#### Fragmento para leer

La labor del urbanista es la de organizar la quimera política de una ciudad
orgánica y tranquila, estabilizada o, en cualquier caso, sometida a cambios
amables y pertinentes, protegida de la obcecación de sus habitantes por hacer
de ella un escenario para el conflicto, a salvo de los desasosiegos que suscita
lo real. Su apuesta es a favor de la polis a la que sirve y en contra de
la urbs, a la que teme. Para ello se vale de un repertorio formal hecho
de rectas, curvas, centros, radios, diagonales, cuadrículas, pero en el que
suele faltar lo imprevisible y lo azaroso. En su vocación demiúrgica, buen
número de arquitectos y diseñadores urbanos se piensan a sí mismos como
ejecutores de una misión semidivina de imponerle órdenes preestablecidos a la
naturaleza, en función de una idea de progreso que considera el crecimiento
ilimitado por definición y entiende el usufructo del espacio como inagotable.

########
#### Datos extraídos

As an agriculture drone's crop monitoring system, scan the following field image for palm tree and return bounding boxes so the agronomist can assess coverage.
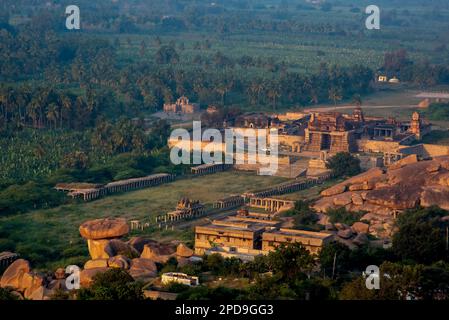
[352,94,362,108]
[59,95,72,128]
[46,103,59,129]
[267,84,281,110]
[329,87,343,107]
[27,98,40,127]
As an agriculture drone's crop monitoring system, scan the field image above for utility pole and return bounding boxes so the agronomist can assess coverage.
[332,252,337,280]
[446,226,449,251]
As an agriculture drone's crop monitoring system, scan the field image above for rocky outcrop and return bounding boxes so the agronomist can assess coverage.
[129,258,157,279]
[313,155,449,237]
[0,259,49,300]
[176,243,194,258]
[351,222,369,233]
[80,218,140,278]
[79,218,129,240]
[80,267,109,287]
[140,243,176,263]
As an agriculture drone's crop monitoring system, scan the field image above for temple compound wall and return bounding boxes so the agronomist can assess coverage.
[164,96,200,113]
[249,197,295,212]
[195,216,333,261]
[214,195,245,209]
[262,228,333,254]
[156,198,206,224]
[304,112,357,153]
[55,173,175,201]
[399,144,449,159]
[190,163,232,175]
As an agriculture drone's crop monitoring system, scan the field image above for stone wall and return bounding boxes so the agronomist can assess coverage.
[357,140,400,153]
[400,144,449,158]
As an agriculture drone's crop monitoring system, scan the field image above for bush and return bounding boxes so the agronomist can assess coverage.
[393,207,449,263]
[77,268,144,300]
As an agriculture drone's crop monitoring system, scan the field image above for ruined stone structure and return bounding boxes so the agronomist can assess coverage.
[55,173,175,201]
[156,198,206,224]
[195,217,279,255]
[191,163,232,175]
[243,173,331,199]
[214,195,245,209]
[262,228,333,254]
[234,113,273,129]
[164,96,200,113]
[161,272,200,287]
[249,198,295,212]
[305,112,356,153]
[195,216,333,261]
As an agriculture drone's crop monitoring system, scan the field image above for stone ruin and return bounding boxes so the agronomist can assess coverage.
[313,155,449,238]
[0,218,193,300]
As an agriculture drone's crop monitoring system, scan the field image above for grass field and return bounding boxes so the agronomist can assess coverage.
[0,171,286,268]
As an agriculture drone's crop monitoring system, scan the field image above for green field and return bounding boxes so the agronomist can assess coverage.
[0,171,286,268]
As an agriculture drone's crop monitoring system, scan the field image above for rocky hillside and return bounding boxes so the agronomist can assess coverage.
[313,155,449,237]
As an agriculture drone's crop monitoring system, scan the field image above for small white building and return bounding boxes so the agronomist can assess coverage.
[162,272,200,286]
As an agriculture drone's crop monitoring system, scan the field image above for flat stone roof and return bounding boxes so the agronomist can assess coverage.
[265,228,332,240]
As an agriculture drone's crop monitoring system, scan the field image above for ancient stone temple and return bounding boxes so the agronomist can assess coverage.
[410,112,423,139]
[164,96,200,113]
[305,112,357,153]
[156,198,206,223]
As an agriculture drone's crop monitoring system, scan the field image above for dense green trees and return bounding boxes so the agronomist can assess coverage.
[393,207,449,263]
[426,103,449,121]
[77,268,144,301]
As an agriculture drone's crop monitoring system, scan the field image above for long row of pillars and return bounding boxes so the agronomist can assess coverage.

########
#### Datos extraídos

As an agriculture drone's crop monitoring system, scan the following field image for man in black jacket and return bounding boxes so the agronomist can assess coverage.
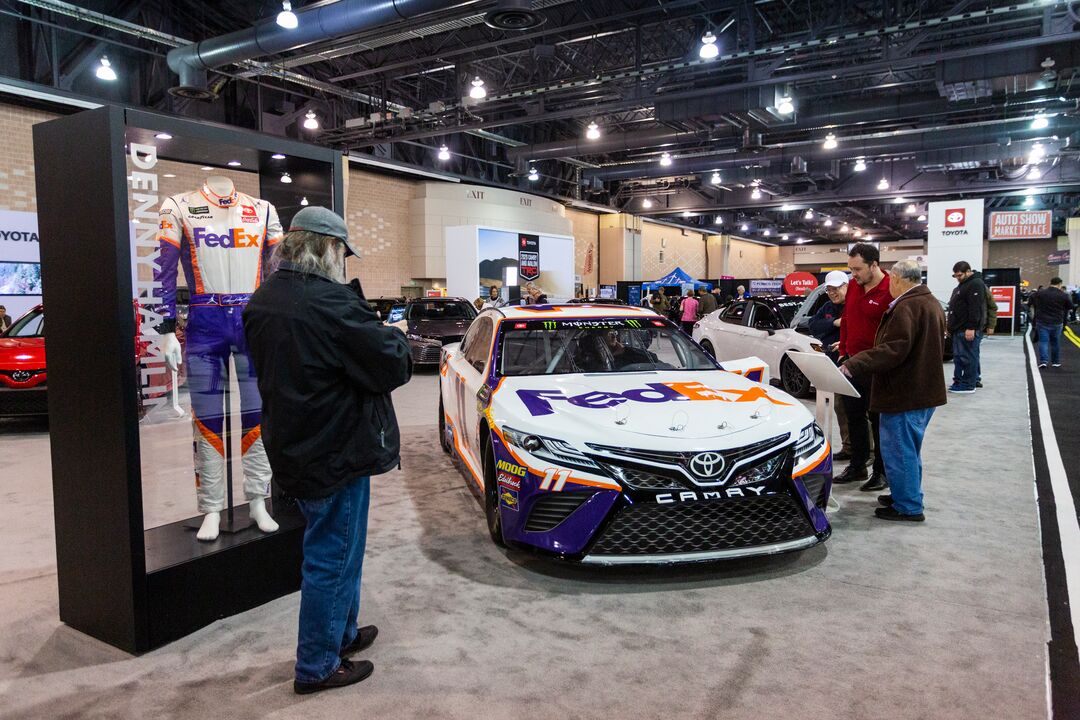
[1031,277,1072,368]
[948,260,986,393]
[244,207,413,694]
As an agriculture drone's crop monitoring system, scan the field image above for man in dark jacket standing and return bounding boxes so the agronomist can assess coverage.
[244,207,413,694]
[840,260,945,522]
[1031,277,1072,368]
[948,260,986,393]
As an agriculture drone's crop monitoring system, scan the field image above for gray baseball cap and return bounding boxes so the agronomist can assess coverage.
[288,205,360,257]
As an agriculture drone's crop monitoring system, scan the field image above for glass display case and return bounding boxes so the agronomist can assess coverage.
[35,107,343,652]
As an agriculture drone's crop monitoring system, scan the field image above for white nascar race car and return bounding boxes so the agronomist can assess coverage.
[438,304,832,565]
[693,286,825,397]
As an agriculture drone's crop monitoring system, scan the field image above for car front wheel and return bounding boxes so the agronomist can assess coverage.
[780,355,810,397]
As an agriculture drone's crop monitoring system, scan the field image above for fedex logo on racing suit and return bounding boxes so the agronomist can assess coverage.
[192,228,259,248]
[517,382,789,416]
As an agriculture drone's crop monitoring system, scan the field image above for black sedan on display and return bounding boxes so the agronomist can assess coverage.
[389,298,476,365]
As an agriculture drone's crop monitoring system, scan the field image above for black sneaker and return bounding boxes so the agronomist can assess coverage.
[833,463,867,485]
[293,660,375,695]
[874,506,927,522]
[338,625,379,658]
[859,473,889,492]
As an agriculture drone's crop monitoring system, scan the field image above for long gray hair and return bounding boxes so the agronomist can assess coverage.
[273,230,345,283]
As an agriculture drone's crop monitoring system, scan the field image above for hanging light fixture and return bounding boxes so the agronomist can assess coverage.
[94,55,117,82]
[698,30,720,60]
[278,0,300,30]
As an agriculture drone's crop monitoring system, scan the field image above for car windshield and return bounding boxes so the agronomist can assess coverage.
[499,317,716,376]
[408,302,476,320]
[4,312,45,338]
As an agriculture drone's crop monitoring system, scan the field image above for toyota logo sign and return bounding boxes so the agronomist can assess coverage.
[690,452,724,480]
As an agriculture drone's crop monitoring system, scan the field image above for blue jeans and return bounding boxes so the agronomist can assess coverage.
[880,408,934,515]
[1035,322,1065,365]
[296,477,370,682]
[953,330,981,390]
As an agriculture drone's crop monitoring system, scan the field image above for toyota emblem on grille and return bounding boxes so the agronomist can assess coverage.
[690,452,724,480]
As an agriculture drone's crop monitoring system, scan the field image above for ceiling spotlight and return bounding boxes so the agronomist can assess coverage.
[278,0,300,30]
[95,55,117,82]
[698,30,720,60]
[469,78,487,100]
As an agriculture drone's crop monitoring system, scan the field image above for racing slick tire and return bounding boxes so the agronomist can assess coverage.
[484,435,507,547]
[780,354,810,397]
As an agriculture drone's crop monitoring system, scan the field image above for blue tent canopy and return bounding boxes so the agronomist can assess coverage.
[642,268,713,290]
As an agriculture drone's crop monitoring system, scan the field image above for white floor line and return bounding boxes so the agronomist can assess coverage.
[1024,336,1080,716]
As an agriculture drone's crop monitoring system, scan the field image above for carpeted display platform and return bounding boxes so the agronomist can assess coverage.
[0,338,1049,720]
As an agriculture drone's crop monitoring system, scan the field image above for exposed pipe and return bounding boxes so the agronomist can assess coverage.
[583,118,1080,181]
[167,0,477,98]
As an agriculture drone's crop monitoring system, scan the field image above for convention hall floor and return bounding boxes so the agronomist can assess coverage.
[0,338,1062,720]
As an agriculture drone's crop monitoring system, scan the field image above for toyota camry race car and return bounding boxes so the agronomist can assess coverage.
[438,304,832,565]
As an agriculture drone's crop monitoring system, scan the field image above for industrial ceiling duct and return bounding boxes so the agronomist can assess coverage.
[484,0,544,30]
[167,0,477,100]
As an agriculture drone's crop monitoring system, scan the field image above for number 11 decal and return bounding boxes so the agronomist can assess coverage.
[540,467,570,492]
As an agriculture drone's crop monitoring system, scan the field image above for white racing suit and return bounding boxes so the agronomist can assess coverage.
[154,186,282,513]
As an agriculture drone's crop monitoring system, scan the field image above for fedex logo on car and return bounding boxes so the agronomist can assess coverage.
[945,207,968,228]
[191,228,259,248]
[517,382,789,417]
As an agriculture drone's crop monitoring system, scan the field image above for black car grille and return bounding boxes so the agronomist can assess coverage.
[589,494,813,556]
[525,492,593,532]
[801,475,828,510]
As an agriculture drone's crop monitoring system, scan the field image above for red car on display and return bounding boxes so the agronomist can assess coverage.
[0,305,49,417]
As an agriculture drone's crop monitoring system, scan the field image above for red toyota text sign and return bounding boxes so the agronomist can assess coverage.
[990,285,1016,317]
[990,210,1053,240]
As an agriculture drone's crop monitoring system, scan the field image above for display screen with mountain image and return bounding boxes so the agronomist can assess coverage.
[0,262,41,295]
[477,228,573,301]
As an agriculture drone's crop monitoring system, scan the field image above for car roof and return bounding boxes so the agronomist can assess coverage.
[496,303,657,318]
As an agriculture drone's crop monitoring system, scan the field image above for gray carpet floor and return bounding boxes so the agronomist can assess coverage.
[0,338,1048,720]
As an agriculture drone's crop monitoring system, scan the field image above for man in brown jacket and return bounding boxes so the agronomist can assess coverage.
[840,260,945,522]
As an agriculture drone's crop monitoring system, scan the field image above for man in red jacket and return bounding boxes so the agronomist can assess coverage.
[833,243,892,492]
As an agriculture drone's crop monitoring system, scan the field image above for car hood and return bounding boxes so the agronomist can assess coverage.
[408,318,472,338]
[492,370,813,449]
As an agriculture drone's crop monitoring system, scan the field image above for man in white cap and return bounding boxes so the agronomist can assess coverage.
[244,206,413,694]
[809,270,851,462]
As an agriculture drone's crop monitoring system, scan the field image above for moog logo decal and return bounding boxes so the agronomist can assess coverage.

########
#### Datos extraídos

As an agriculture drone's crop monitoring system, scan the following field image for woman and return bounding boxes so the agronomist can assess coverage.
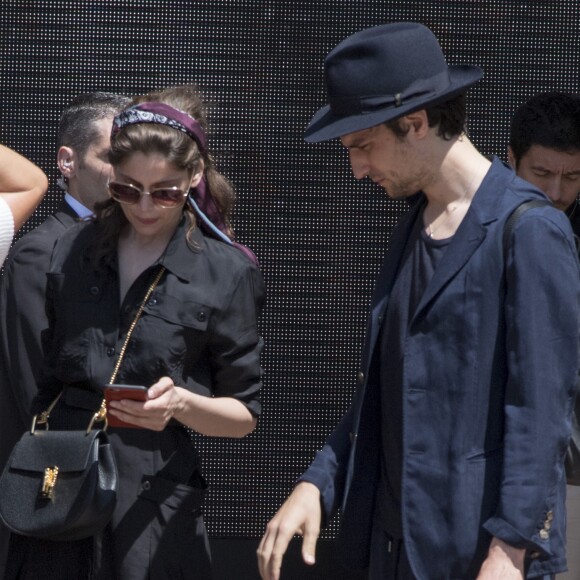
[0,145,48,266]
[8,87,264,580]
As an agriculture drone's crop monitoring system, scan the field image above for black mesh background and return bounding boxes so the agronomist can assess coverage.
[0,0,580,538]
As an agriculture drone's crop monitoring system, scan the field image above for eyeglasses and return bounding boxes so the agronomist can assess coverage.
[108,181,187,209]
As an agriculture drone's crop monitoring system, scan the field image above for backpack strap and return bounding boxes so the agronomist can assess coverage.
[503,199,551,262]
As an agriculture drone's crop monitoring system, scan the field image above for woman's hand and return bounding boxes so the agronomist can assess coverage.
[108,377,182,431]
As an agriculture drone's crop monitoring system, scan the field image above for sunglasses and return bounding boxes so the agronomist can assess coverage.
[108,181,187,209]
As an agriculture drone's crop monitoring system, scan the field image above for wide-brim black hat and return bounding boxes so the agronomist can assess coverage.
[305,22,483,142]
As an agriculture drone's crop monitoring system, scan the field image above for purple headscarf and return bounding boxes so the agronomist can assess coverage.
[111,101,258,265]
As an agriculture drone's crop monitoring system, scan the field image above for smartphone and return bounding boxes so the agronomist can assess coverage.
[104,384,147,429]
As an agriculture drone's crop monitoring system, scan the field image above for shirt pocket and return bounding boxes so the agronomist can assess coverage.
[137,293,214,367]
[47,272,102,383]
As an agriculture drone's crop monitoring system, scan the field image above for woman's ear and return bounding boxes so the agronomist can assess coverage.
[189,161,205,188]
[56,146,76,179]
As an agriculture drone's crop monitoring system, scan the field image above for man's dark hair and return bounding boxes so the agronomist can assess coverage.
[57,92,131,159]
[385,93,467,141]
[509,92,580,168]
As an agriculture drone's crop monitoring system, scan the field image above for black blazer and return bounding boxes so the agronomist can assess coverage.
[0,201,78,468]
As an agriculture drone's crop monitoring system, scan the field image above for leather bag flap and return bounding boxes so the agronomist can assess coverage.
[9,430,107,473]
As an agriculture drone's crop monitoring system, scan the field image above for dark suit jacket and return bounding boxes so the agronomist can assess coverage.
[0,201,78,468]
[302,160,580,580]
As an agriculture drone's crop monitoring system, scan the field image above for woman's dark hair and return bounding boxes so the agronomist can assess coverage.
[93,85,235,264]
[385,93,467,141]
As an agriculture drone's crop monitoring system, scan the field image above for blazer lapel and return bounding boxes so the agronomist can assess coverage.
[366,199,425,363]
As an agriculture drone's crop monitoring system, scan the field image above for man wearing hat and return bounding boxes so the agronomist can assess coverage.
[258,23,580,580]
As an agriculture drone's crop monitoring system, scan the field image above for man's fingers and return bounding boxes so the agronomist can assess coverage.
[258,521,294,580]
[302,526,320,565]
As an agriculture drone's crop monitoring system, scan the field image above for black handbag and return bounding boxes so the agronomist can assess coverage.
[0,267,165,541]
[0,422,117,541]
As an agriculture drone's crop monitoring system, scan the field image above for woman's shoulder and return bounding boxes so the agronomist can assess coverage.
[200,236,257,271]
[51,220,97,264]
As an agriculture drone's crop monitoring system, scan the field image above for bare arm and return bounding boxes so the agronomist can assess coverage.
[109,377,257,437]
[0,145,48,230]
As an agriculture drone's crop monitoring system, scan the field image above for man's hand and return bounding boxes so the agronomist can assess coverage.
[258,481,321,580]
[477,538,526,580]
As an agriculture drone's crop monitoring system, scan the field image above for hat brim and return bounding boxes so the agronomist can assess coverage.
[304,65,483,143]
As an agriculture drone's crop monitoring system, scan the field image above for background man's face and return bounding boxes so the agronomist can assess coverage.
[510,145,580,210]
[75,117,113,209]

########

§ Tus tareas
1 – Copia el tramo del texto sobre el urbanismo que va desde "La labor del" hasta "espacio como inagotable.", sustituyendo "urbanista" por "planificador urbano".
2 – Prolonga el texto sobre la labor del urbanista a partir de su última oración.

§ Respuestas por tarea
1 –
La labor del planificador urbano es la de organizar la quimera política de una ciudad
orgánica y tranquila, estabilizada o, en cualquier caso, sometida a cambios
amables y pertinentes, protegida de la obcecación de sus habitantes por hacer
de ella un escenario para el conflicto, a salvo de los desasosiegos que suscita
lo real. Su apuesta es a favor de la polis a la que sirve y en contra de
la urbs, a la que teme. Para ello se vale de un repertorio formal hecho
de rectas, curvas, centros, radios, diagonales, cuadrículas, pero en el que
suele faltar lo imprevisible y lo azaroso. En su vocación demiúrgica, buen
número de arquitectos y diseñadores urbanos se piensan a sí mismos como
ejecutores de una misión semidivina de imponerle órdenes preestablecidos a la
naturaleza, en función de una idea de progreso que considera el crecimiento
ilimitado por definición y entiende el usufructo del espacio como inagotable.

2 –
Asusta ante todo que algo escape a una voluntad insaciable de control,
consecuencia a su vez de la conceptualización de la ciudad como territorio
taxonomizable a partir de categorías diáfanas y rígidas a la vez -zonas, vías,
cuadrículas- y a través de esquemas lineales y claros. Espanta ante todo lo
múltiple, la tendencia de lo diferente a multiplicarse sin freno, la
proliferación de potencias sociales percibidas como oscuras. Y, por supuesto,
se niega en redondo que la uniformidad de las producciones arquitectónicas no
oculte una brutal separación funcional en la que las claves suelen tener que
ver con todo tipo de asimetrías que afectan a ciertas clases, géneros, edades o
etnias.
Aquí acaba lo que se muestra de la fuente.